Directive a: Extract every line of the listing that contains the string "trousers". Case counts.

Text extract:
Daniel Craig in "Knives Out"

As often happens, following a major holiday, both movie choices and food choices are dominated by leftovers from the previous week. With that in mind, here’s a quick moviebriefs roundup of four recent releases.

Although, unfairly or not, many Star Wars fans may go to their graves badmouthing him, Rian Johnson has returned to the big screen after “…Episode VIII: The Last Jedi” with one of the best original screenplays of 2019. “Knives Out” is a classic whodunnit, complete with a large country house, wrapped up in dark, twisted comedy. Much like 2001’s more serious “Gosford Park,” the central mysterious death here is less important than the family dynamic, and the marvelous cast is a joy to behold. Jamie Lee Curtis, Christopher Plummer, Chris Evans, Toni Colette, Michael Shannon, and Don Johnson play the older members of the suitably dysfunctional Thrombey clan, with Daniel Craig as private investigator Benoit Blanc, a character name well suited to his slow Southern drawl. That accent was a bit of an uphill climb at first but it ultimately serves to add punch to some pretty fantastic dialog. If a laugh out loud funny take on the Agatha Christie formula sounds appealing, then this is the film to watch.

For those who didn’t grow up with Mr. Rogers as an influence, watching “A Beautiful Day in the Neighborhood” is a little bit like being trapped on the outside of an extended inside joke. Based not on the show but as an extended riff on a 1998 article from Esquire Magazine, written by Tom Junod, the film considers the task of a cynical journalist (Matthew Rhys as writer Lloyd Vogel) assigned to write a short puff piece on Fred Rogers (Tom Hanks), the beloved host of “Mr. Rogers’ Neighborhood.” Vogel is a stand-in for Junod, but essentially he’s all of us, caught wondering if Rogers could really be the genuine article, or if there’s something less wholesome behind the scenes. In the original article, Junod repeatedly used the trick of writing as though talking to children (A clock is a machine that tells the time), and the film uses visual gimmicks in a similar way as it transitions between scenes as though in Mr. Rogers’ on-set model town. It’s a neat trick in an interesting film and the article and the screenplay would make a fascinating basis for a discussion of film adaptations for students. And for those who have the necessary background, it’s likely to resonate with rich nostalgia. Without that background, it was instead an interesting launchpad to the subject matter and the article, and the film and the article were mutually complementary.

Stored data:
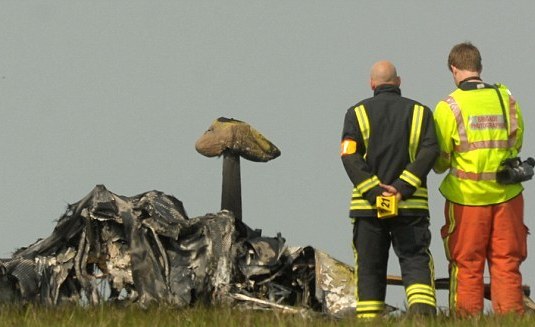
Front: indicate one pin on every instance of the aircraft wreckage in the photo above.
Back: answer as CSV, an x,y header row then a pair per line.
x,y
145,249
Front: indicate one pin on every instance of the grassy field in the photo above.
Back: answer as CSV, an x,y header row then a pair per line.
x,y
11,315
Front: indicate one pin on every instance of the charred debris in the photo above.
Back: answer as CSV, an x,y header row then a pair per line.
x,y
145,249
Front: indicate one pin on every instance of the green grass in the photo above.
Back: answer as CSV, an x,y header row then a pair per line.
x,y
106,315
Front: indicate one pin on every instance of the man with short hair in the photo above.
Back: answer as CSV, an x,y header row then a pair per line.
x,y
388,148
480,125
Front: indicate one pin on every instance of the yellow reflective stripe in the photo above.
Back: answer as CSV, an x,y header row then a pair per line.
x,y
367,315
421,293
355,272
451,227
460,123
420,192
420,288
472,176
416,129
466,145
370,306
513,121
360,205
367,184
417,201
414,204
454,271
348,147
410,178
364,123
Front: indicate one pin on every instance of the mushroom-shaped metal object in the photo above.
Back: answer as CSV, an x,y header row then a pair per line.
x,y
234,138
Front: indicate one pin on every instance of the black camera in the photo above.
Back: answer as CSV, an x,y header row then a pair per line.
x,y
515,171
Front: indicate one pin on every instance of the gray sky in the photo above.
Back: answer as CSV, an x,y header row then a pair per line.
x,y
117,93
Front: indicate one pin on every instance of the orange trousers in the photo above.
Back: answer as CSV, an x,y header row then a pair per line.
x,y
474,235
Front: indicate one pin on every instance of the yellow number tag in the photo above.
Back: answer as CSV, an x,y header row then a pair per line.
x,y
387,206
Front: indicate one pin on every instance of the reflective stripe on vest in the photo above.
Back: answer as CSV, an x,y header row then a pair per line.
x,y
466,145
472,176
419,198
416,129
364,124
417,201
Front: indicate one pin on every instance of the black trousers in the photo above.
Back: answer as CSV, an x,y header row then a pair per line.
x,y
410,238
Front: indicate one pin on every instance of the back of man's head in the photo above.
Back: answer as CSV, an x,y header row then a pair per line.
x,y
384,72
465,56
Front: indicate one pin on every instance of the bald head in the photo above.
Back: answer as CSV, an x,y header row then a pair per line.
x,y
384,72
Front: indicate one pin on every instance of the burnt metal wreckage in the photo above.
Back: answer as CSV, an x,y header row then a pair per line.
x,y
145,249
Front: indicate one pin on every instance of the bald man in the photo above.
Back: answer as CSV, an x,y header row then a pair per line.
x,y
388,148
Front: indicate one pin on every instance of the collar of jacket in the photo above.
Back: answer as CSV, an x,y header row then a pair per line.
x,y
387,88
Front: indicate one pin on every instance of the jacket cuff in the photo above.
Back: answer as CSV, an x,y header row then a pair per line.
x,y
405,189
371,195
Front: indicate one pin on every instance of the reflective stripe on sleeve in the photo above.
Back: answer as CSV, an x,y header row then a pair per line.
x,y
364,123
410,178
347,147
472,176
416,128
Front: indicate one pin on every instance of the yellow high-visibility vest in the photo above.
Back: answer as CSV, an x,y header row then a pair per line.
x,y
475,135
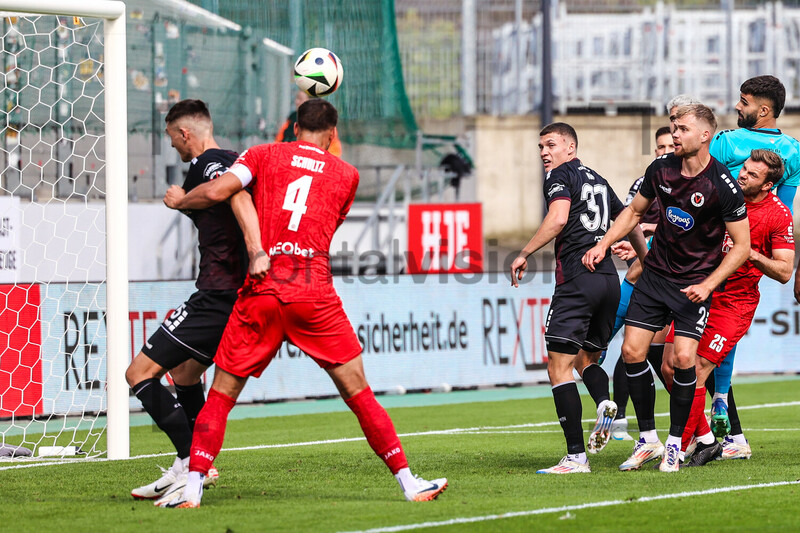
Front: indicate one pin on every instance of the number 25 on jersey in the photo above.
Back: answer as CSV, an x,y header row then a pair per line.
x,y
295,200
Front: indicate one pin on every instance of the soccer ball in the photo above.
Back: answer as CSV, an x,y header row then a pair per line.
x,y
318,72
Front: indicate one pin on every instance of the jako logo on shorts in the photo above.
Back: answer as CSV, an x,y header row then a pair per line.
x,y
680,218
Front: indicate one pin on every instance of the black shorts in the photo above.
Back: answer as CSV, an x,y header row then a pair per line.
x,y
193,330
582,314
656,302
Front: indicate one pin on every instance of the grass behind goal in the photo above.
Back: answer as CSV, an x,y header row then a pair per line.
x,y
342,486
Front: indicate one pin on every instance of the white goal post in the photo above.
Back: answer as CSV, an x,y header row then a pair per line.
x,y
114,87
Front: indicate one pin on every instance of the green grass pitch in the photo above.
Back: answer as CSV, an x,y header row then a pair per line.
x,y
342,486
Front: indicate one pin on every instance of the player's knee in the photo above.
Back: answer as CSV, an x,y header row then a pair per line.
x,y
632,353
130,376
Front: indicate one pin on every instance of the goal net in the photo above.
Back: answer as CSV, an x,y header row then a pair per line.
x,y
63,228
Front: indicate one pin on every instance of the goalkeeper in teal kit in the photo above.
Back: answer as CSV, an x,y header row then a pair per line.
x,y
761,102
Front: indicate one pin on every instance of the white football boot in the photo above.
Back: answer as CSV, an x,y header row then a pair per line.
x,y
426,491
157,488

Directive b: For each statement below, say whether it agrees with the movie roundup above. Answer yes or no, and quote the words of the roundup that decide it. (i) Rian Johnson's film before "Knives Out" was "…Episode VIII: The Last Jedi." (ii) "A Beautiful Day in the Neighborhood" is based on the television show. (iii) Daniel Craig plays a member of the Thrombey family.

Written solution a:
Front: indicate one pin on every instance of the orange trousers in the photo above.
Front: indicate one pin on every instance of the black trousers in the photo above.

Written solution b:
(i) Yes: "Rian Johnson has returned to the big screen after “…Episode VIII: The Last Jedi”"
(ii) No: "Based not on the show but as an extended riff on a 1998 article from Esquire Magazine, written by Tom Junod"
(iii) No: "with Daniel Craig as private investigator Benoit Blanc"